Pasaje proporcionado:

------

8 de marzo: de regreso al Distrito Federal. Después de comer en la taquería frente a VIPS unos tacos de bistec encebollado, había que llegar a la estación de autobuses de Xalapa. A las diez y media de la noche, paró un taxi frente a la Posada La Mariquinta; atrás quedó, en unos segundos, el edificio dieciochesco pintado de blanco, con una galería de arte, Marie Louise Ferrari, en la planta baja, propiedad, ambos, de un francés que, al parecer, hacía bastante tiempo que había optado por la mexicanización. Del hotel a la estación de autobuses, el número de floristerías abiertas sugería una bonita complicidad entre las flores y la noche; nada, sin embargo, comparable a lo que sobrevino al llegar a la estación. Ante la pregunta de cómo se llamaba el cura cuyo retrato colgaba, en grande, de una de las fachadas de la catedral, el taxista, más indígena que mestizo, fue enérgico: Monseñor Rafael Guizar y Valencia, “Obispo de los pobres.” Contó que su mamá le había enseñado a su hermano, enfermo de los pulmones, a pedirle al santo de Xalapa, y que, desde entonces, cada vez que se enfermaba, su hermano le hacía una encomienda al religioso, unos pedidos que, hasta la fecha, el “Obispo de los pobres” le había cumplido siempre al pie de la letra. Por eso, a Michel Onfray le molestaba que la ciencia, en su arrogancia médica, minimizara injustificadamente el poder del placebo.

------

Tareas asignadas:
**a)** En el pasaje sobre el regreso desde Xalapa, ¿a qué hora paró el taxi frente a la Posada La Mariquinta?
**b)** Prolonga el pasaje sobre el regreso desde Xalapa a partir de su última oración.
Estas líneas no tienen relación con el pasaje sobre el regreso desde Xalapa.

Registros extraídos de un conjunto de datos
------

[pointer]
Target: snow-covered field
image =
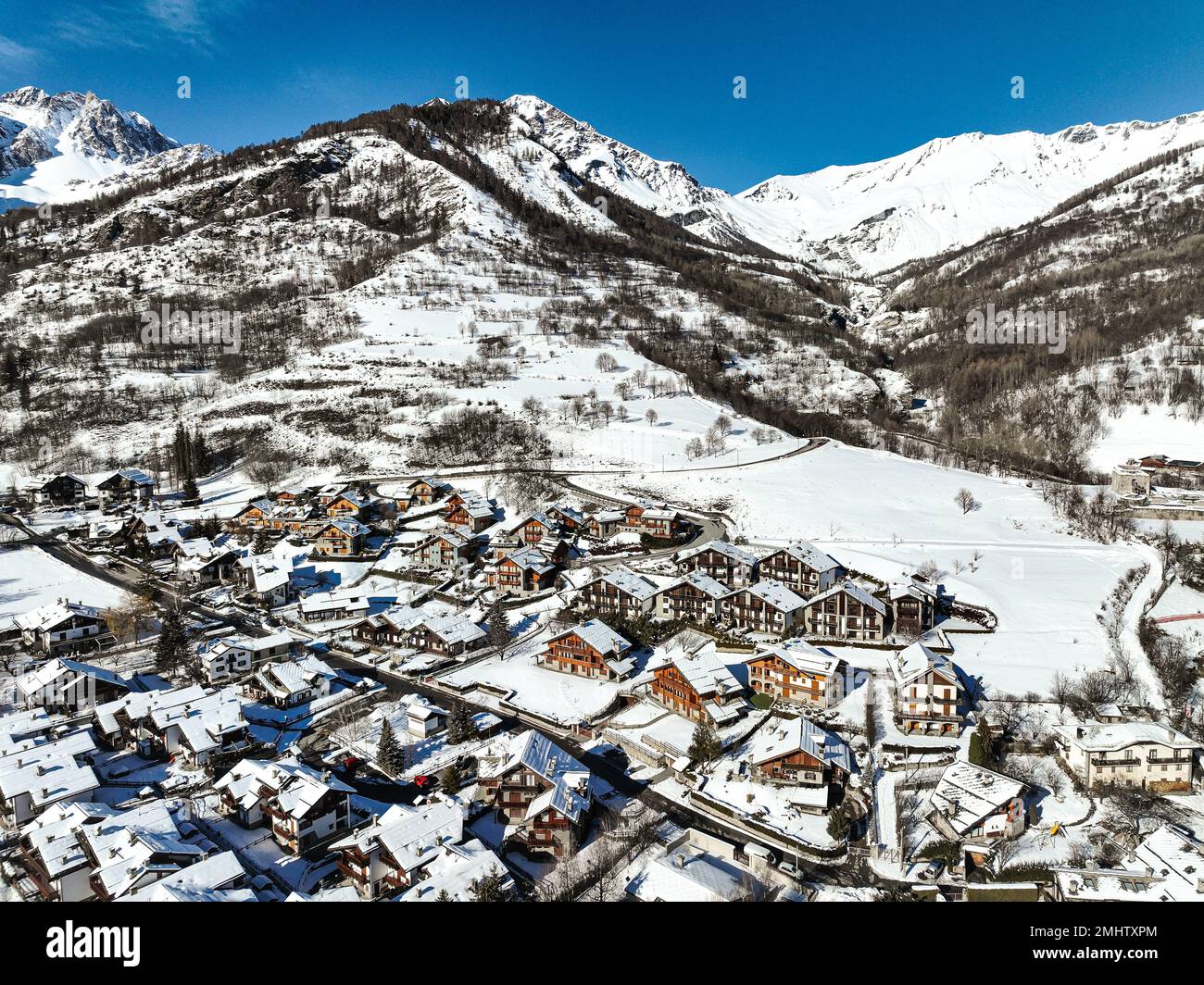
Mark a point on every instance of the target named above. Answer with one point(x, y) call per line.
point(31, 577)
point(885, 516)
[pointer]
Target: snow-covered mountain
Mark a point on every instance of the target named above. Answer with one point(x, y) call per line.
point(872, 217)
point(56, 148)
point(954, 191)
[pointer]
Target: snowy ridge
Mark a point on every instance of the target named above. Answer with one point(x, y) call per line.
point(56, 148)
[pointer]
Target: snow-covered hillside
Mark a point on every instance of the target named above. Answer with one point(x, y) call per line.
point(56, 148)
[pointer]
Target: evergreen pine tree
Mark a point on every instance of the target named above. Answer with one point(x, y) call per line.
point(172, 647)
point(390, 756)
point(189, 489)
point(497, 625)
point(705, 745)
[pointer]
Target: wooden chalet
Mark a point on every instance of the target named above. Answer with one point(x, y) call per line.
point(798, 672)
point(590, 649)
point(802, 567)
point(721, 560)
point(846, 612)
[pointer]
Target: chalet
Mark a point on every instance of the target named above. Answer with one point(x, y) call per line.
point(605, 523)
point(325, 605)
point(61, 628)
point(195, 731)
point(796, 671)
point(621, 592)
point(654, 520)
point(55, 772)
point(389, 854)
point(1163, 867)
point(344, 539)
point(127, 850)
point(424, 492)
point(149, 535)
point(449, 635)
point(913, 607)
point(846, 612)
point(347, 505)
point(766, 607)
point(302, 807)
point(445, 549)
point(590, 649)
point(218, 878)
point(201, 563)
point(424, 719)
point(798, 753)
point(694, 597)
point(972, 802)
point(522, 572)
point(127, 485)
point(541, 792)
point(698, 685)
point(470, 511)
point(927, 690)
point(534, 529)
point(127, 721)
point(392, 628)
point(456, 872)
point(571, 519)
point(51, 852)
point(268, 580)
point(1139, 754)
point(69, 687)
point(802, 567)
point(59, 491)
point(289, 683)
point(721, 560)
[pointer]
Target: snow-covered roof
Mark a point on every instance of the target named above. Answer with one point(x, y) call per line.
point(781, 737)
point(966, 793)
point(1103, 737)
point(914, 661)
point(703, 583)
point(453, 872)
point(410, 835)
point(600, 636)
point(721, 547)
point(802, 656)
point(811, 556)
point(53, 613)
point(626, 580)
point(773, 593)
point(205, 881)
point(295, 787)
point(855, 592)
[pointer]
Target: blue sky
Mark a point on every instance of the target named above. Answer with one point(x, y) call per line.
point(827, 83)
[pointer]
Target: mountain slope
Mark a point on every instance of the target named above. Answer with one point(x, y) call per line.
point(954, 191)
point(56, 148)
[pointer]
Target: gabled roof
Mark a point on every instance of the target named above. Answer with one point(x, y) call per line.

------

Resultados por tarea:
**a)** A las diez y media de la noche.

**b)**
De Xalapa al Distrito Federal, de México a Detroit, se impuso la lectura de México ante Dios (2007), una novela que ofrecía, en seiscientas páginas, un periplo histórico al siglo XIX, cuando, entre otros importantes incidentes, México, traicionado por la Iglesia, perdió el norte: “fuimos derrotados en razón de las traiciones de Santa Anna y a las de la iglesia católica, otra vez la iglesia católica, felonías que nadie conoce y que han permanecido escondidas hasta que publiques un libro con esta suma de verdades ocultas que te he venido revelando: la guerra no la ganaron los yanquis sólo por medio de sus cañones, sino que lograron arrebatarnos, despojarnos de medio país, aprovechando el poder de los púlpitos. Fue una combinación mortal: granadas y verbo; bombas y amenazas de excomunión; inteligencia militar norteamericana y sabotaje en el alto mando mexicano para propiciar la derrota… ¡Claro que a los curas les interesaba la firma del tratado de paz para acelerar la salida del ejército norteamericano del territorio nacional a pesar de todas sus promesas vertidas para respetar el catolicismo. ¡Claro que tenían miedo de que Estados Unidos se anexara el país entero y se impusiera el protestantismo, con lo cual se extinguiría su poder y se cancelaría el santo negocio de las limosnas! ¡Claro que Polk no anexa todo México a Estados Unidos, all México, porque al sur del Río Bravo existían seis millones de indígenas que se convertirían en auténtico plomo en las alas del águila calva norteamericana! En esas condiciones jamás remontarían el vuelo a las alturas soñadas por los Padres Fundadores!”